▶ [Given records]
__________

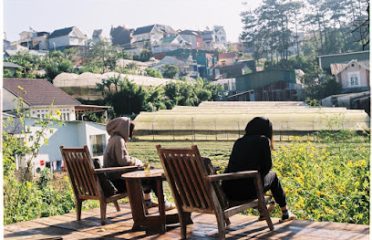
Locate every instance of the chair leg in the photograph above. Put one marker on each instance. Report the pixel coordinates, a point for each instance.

__________

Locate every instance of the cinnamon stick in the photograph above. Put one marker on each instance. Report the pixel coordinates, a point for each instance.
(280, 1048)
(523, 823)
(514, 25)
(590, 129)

__________

▶ [What to produce]
How many lines of the material above contain the word "each"? Reply with the number alone.

▶ [Completed task]
2